═════ Fragmento para leer

Kristeva analiza la abyección de forma significativa en Poderes de la perversión al proponer los usos de la idea estructuralista de un tabú que establece límites para crear un sujeto diferenciado por medio de la exclusión.
Lo “abyecto” nombra lo que ha sido expulsado del cuerpo, evacuado como excremento, literalmente convertido en “Otro”. Esto se efectúa como una expulsión de elementos ajenos, pero de hecho lo ajeno se establece a través de la expulsión. La construcción del “no yo” como lo abyecto determina los límites del cuerpo, que también son los primeros contornos del sujeto. Kristeva escribe:
La náusea me hace rechazar esa nata, me aleja de la madre y el padre que me la ofrecen. “Yo” no quiero nada de ese elemento, signo del deseo de ellos; “yo” no quiero escuchar, “yo” no lo asimilo, “yo” lo expulso. Pero puesto que la comida no es un “otro” para “mí”, que sólo estoy en el deseo de ello, me expulso a mí misma, me escupo a mí misma, me vuelvo abyecta a mí misma dentro del mismo movimiento con el cual “yo” afirmo que me establezco a mí misma.”
El límitedel cuerpo, así como la distinción entre lo interno y lo externo, se produce por medio de la expulsión y la revaluación de algo que en un principio era una parte de la identidad en una otredad deshonrosa. Como señala Iris Young cuando apela a Fristeva para explicar el sexismo, la homofobia y el racismo, el rechazo de los cuerpos por su sexo, sexualidad o color es un “expulsión” de la que se desprende una “repulsión” que establece y refuerza identidades culturalmente hegemónicas sobre ejes de diferenciación de sexo/raza/sexualidad. La adaptación que Young hace de Kristeva refleja cómo el procedimiento de repulsión puede afianzar “identidades” basadas en el hecho de instaurar al “Otro” o a un conjunto de Otros mediante la exclusión y la dominación.

══════════
═════ Datos proporcionados

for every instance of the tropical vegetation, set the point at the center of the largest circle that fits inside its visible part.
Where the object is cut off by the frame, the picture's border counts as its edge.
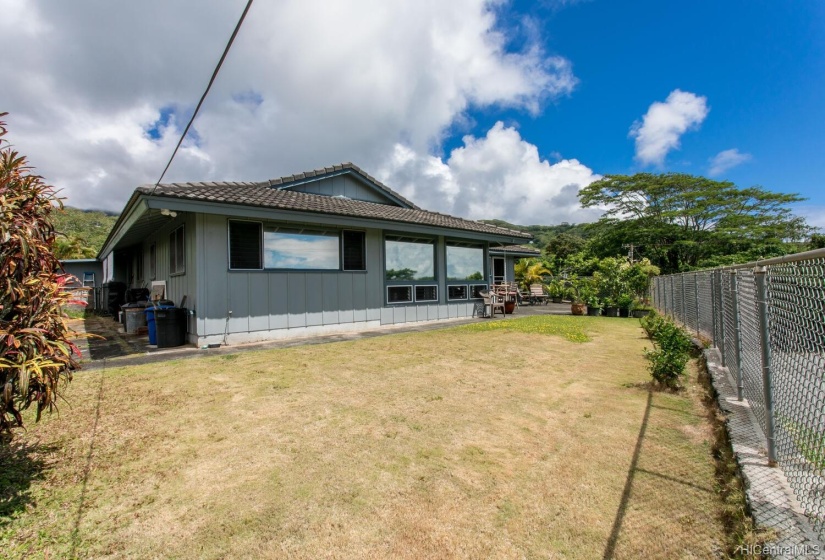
(36, 355)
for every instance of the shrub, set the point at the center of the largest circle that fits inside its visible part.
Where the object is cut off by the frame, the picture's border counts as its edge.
(668, 359)
(36, 356)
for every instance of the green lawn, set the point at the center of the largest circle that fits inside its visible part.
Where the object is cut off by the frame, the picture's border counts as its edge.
(527, 438)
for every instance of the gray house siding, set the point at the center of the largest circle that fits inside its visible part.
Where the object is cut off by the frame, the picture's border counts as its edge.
(341, 185)
(268, 304)
(271, 303)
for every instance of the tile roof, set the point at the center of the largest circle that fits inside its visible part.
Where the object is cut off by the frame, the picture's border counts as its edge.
(515, 249)
(283, 182)
(263, 195)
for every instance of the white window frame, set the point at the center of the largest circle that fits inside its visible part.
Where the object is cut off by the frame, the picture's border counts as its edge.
(404, 302)
(466, 292)
(415, 293)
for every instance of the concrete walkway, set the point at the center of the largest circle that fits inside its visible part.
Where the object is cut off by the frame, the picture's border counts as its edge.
(109, 345)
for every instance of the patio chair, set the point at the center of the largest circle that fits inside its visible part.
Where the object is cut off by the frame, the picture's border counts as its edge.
(537, 294)
(492, 302)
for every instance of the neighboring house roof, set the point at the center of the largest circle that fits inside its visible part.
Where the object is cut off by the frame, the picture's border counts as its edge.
(520, 250)
(276, 195)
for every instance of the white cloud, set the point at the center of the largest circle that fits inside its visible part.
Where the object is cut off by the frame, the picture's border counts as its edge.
(308, 83)
(497, 176)
(664, 123)
(726, 159)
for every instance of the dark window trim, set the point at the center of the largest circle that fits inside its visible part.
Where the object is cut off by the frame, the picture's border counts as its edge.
(229, 244)
(363, 248)
(474, 289)
(173, 250)
(466, 292)
(432, 241)
(404, 302)
(415, 295)
(153, 261)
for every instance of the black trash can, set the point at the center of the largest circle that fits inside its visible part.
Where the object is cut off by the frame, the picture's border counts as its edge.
(170, 327)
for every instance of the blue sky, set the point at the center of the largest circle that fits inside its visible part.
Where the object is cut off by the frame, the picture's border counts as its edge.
(473, 108)
(760, 64)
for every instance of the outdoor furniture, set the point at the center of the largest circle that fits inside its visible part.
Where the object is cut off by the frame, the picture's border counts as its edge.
(492, 302)
(537, 294)
(508, 293)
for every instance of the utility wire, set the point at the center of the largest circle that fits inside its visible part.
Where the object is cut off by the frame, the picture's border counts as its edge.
(205, 93)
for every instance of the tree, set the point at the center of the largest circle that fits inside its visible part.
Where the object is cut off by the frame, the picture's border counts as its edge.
(36, 355)
(562, 246)
(681, 220)
(530, 271)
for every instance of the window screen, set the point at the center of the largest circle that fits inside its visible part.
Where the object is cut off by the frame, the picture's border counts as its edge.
(245, 245)
(177, 256)
(354, 250)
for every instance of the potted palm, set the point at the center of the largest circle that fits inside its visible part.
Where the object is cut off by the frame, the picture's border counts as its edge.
(610, 308)
(594, 305)
(640, 309)
(624, 301)
(580, 290)
(556, 291)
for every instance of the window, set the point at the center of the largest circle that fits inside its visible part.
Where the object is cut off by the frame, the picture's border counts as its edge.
(476, 289)
(153, 262)
(139, 266)
(456, 292)
(245, 245)
(354, 250)
(177, 256)
(409, 259)
(426, 293)
(465, 262)
(399, 294)
(301, 250)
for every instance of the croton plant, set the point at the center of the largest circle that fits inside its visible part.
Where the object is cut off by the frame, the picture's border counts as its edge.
(36, 355)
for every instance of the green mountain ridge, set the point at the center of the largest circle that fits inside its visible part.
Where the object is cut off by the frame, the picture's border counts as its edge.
(81, 233)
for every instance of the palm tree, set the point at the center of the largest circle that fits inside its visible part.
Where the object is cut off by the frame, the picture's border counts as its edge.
(531, 271)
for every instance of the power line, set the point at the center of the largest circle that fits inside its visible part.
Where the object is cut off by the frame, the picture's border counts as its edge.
(205, 93)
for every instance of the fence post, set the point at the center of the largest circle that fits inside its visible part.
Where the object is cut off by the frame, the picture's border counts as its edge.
(720, 290)
(713, 337)
(696, 298)
(767, 374)
(737, 335)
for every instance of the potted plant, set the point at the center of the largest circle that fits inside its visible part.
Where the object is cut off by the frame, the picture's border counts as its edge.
(624, 301)
(640, 309)
(556, 291)
(594, 305)
(610, 308)
(580, 290)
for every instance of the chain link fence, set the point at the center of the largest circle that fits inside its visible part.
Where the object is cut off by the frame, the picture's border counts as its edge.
(768, 321)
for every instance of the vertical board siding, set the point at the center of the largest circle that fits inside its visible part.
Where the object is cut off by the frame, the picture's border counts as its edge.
(271, 300)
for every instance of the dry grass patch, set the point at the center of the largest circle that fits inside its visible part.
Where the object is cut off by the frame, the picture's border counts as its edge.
(443, 444)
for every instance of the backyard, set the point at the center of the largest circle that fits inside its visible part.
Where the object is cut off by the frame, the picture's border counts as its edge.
(526, 438)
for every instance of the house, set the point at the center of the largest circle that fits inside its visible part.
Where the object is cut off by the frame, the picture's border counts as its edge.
(503, 260)
(326, 251)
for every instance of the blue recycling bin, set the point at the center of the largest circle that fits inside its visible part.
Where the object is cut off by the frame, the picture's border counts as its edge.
(150, 322)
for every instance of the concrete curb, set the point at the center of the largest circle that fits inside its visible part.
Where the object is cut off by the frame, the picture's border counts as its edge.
(771, 500)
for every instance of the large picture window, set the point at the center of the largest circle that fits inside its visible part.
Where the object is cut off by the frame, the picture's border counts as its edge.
(177, 254)
(409, 259)
(252, 246)
(301, 250)
(465, 262)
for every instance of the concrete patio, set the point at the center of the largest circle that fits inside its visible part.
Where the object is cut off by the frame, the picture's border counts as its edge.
(108, 342)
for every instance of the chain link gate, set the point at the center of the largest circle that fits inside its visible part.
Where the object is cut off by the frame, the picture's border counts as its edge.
(774, 350)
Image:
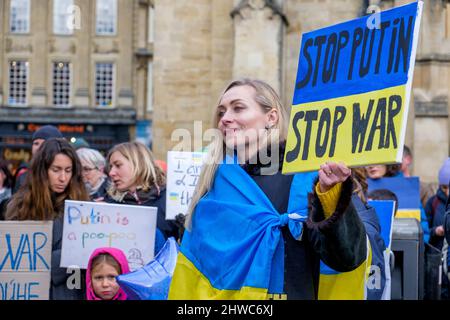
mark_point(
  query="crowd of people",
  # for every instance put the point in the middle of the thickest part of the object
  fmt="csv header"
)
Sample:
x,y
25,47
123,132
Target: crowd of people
x,y
291,222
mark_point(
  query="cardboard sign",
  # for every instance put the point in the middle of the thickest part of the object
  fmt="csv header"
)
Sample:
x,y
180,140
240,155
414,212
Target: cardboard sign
x,y
91,225
352,91
183,171
25,260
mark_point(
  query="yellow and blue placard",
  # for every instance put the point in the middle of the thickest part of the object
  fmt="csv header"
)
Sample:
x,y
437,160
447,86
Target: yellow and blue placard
x,y
352,91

══════════

Tareas por realizar
(1) Según el fragmento sobre la abyección, ¿qué determina la construcción del "no yo" como lo abyecto?
(2) Reproduce sin cambios todo lo que va desde "El límitedel cuerpo, así" hasta "y la dominación." en el fragmento sobre la abyección.

Lista de soluciones
(1) Determina los límites del cuerpo, que también son los primeros contornos del sujeto.

(2)
El límitedel cuerpo, así como la distinción entre lo interno y lo externo, se produce por medio de la expulsión y la revaluación de algo que en un principio era una parte de la identidad en una otredad deshonrosa. Como señala Iris Young cuando apela a Fristeva para explicar el sexismo, la homofobia y el racismo, el rechazo de los cuerpos por su sexo, sexualidad o color es un “expulsión” de la que se desprende una “repulsión” que establece y refuerza identidades culturalmente hegemónicas sobre ejes de diferenciación de sexo/raza/sexualidad. La adaptación que Young hace de Kristeva refleja cómo el procedimiento de repulsión puede afianzar “identidades” basadas en el hecho de instaurar al “Otro” o a un conjunto de Otros mediante la exclusión y la dominación.